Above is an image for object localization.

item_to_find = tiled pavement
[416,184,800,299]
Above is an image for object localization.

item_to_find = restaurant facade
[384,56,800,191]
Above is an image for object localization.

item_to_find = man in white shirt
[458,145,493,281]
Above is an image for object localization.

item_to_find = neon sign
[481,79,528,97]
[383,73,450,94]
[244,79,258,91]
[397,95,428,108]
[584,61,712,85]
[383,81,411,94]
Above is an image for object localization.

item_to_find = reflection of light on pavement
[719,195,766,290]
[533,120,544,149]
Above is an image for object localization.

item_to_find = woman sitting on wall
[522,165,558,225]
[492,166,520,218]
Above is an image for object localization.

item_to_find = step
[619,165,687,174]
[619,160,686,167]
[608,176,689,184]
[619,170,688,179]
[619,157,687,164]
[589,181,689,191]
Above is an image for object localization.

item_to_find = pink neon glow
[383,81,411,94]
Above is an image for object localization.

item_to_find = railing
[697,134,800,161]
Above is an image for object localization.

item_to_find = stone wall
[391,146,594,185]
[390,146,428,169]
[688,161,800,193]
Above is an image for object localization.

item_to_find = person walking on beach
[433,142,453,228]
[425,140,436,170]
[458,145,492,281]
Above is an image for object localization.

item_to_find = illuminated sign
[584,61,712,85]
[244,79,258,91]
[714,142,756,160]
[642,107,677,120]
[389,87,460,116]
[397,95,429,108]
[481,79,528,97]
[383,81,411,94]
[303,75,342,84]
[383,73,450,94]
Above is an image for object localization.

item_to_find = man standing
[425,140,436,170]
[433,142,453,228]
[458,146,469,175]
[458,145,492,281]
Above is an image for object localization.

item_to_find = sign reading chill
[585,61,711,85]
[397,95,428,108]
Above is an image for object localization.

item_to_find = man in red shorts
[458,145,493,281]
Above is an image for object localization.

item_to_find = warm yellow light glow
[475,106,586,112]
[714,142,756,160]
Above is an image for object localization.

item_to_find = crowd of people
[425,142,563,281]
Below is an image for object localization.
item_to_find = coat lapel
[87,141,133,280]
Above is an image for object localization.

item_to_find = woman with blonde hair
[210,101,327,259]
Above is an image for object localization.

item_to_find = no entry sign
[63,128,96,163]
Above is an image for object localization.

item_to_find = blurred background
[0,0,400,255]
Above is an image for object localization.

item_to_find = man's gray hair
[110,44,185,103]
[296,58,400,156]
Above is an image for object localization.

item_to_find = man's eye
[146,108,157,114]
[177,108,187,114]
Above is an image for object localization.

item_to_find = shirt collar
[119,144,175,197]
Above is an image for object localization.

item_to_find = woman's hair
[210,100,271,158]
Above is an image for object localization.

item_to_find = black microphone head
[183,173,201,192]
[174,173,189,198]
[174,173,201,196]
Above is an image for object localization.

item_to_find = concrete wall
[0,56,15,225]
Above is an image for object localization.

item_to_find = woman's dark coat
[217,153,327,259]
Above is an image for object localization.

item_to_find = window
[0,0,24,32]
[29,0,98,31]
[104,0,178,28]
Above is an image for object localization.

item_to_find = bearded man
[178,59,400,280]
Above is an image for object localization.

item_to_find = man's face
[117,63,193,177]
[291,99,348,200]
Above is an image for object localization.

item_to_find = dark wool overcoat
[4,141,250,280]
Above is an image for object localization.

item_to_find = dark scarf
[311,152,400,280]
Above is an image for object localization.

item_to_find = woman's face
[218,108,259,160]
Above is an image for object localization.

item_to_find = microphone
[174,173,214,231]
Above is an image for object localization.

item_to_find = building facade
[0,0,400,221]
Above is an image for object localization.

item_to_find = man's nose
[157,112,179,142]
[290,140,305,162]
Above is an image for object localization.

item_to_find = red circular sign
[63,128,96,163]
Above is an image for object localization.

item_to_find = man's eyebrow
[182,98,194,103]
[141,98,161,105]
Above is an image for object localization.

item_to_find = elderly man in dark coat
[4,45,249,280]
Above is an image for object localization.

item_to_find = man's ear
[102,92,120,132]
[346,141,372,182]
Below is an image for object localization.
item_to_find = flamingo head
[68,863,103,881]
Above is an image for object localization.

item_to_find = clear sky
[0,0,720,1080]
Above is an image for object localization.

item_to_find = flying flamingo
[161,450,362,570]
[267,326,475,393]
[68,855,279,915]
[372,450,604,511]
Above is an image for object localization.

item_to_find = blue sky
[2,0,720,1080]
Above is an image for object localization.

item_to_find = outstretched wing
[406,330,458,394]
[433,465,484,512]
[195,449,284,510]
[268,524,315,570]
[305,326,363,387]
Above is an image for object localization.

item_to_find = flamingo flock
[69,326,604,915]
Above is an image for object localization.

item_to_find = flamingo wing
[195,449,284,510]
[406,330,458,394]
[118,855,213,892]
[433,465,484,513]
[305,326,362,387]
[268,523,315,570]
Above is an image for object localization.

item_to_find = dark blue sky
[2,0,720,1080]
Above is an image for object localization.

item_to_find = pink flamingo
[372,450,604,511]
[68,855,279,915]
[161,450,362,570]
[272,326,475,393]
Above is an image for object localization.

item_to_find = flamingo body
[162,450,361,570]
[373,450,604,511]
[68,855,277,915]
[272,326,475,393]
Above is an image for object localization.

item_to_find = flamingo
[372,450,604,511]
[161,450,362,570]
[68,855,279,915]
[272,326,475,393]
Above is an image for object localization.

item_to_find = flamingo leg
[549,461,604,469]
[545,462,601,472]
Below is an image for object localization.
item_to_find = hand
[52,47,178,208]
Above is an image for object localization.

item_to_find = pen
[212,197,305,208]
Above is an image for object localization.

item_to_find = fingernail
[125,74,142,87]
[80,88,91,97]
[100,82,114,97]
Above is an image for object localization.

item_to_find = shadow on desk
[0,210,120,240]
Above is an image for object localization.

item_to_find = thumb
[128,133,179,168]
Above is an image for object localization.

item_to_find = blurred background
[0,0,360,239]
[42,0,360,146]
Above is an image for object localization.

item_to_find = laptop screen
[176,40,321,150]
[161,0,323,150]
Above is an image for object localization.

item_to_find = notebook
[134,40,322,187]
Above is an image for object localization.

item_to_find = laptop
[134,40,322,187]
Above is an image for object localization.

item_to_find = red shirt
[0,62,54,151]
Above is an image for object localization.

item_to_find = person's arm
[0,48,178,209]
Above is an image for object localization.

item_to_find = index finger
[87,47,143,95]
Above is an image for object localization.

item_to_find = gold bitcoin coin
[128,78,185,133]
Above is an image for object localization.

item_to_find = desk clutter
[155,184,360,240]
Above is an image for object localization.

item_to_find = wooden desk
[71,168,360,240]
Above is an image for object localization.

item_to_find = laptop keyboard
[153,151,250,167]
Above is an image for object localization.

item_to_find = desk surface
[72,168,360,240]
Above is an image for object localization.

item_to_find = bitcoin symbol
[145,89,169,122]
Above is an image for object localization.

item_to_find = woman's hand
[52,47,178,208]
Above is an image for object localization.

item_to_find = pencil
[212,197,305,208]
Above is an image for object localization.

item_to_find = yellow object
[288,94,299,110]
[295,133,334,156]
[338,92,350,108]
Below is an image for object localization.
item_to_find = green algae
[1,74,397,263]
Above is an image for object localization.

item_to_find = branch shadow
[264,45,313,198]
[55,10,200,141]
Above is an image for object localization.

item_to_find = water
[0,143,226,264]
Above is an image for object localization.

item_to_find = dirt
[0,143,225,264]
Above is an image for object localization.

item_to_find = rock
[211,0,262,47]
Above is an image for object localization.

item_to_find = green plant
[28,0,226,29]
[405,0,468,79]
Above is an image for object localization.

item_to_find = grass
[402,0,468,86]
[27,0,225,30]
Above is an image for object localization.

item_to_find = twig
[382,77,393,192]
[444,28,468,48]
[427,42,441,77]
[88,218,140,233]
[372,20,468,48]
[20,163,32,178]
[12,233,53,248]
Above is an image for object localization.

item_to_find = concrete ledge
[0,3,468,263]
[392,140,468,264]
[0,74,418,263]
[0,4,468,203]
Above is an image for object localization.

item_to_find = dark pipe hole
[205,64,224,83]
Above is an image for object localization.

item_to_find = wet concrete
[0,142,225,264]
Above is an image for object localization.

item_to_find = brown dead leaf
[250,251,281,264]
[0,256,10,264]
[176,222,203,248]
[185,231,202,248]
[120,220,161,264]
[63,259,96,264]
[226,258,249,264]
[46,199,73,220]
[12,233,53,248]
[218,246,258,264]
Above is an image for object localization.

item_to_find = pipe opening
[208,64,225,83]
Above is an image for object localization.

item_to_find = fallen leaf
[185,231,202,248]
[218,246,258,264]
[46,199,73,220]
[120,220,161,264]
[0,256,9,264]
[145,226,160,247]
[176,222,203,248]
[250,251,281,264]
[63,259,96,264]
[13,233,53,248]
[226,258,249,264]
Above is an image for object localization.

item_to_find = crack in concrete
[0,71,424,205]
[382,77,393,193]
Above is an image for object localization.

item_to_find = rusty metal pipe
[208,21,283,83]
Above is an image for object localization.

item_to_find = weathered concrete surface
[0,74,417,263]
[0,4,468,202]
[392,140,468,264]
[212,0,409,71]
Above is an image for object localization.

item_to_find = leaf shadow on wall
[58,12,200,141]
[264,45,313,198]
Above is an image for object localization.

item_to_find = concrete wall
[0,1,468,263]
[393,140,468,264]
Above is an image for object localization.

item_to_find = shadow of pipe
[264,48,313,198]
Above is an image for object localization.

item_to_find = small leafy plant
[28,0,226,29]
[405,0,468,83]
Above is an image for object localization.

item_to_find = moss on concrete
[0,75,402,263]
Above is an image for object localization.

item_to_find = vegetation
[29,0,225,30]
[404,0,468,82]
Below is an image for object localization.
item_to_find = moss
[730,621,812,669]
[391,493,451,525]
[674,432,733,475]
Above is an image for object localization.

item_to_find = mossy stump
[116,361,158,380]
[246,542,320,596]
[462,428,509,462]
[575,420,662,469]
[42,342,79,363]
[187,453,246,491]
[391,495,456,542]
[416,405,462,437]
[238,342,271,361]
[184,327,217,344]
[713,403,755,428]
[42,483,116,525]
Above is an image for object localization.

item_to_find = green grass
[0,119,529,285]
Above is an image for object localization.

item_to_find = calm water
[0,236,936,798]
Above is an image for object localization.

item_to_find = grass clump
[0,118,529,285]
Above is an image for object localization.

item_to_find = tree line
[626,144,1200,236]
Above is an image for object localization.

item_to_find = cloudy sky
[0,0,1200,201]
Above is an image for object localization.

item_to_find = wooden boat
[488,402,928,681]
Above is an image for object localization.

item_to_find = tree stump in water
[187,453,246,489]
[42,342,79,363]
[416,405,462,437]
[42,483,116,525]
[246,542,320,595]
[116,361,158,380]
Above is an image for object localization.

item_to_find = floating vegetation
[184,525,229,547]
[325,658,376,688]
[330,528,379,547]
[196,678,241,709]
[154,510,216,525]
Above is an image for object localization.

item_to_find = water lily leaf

[AIM OF THE EXERCISE] Which lines in the data above contain the word "grass"? Copy each of them.

[WRITTEN SOLUTION]
item_to_find = grass
item_to_find = green grass
item_to_find = grass clump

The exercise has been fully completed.